Document excerpt:
begin
Games played (most often abbreviated as G or GP) is a statistic used in team sports to indicate the total number of games in which a player has participated (in any capacity); the statistic is generally applied irrespective of whatever portion of the game is contested. In baseball, the statistic applies also to players who, prior to a game, are included on a starting lineup card or are announced as ex ante substitutes, whether or not they play; however, in Major League Baseball, the application of this statistic does not extend to consecutive games played streaks. A starting pitcher, then, may be credited with a game played even if he is not credited with a game started or an inning pitched. The pitcher is the player who pitches the baseball from the pitcher's mound toward the catcher to begin each play, with the goal of retiring a batter, who attempts to either make contact with the pitched ball or draw a walk. The pitcher is often considered the most important player on the defensive side of the game, playing the most difficult and specialized position, and as such is regarded as being at the right end of the defensive spectrum. Pitchers play far less than players at other positions, generally appearing in only two or three games per week; only one pitcher in major league history has appeared in 100 games in a single season. There are many different types of pitchers, generally divided between starting pitchers and relief pitchers, which include the middle reliever, lefty specialist, setup man, and closer. In the scoring system used to record defensive plays, the pitcher is assigned the number 1.
end
Raw records:
begin
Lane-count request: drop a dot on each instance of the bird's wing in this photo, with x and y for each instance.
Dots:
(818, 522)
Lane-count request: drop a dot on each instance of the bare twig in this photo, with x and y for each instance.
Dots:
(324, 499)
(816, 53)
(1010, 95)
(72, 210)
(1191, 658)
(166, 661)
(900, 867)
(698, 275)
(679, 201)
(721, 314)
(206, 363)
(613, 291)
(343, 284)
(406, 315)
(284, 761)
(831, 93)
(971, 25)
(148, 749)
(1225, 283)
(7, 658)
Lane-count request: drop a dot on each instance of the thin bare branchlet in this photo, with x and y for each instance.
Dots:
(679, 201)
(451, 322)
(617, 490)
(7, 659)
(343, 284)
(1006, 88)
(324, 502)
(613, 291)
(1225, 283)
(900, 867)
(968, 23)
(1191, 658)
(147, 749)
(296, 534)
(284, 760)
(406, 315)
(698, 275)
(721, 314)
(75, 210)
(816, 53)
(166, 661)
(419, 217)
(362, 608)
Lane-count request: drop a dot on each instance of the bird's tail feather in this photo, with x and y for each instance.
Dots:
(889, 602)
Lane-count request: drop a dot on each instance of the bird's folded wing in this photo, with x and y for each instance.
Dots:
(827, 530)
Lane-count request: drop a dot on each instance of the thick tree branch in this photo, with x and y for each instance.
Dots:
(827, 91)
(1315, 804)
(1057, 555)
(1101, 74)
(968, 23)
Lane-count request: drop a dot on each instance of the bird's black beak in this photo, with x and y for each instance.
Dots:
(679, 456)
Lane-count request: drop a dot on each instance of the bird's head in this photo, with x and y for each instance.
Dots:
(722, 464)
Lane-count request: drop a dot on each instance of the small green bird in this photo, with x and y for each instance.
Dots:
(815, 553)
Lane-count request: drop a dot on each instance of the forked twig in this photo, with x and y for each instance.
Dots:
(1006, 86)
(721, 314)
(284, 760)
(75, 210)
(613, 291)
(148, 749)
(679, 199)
end
Work to be completed: Reproduce the passage on games played and pitchers in full, word for word.

Final answer:
Games played (most often abbreviated as G or GP) is a statistic used in team sports to indicate the total number of games in which a player has participated (in any capacity); the statistic is generally applied irrespective of whatever portion of the game is contested. In baseball, the statistic applies also to players who, prior to a game, are included on a starting lineup card or are announced as ex ante substitutes, whether or not they play; however, in Major League Baseball, the application of this statistic does not extend to consecutive games played streaks. A starting pitcher, then, may be credited with a game played even if he is not credited with a game started or an inning pitched. The pitcher is the player who pitches the baseball from the pitcher's mound toward the catcher to begin each play, with the goal of retiring a batter, who attempts to either make contact with the pitched ball or draw a walk. The pitcher is often considered the most important player on the defensive side of the game, playing the most difficult and specialized position, and as such is regarded as being at the right end of the defensive spectrum. Pitchers play far less than players at other positions, generally appearing in only two or three games per week; only one pitcher in major league history has appeared in 100 games in a single season. There are many different types of pitchers, generally divided between starting pitchers and relief pitchers, which include the middle reliever, lefty specialist, setup man, and closer. In the scoring system used to record defensive plays, the pitcher is assigned the number 1.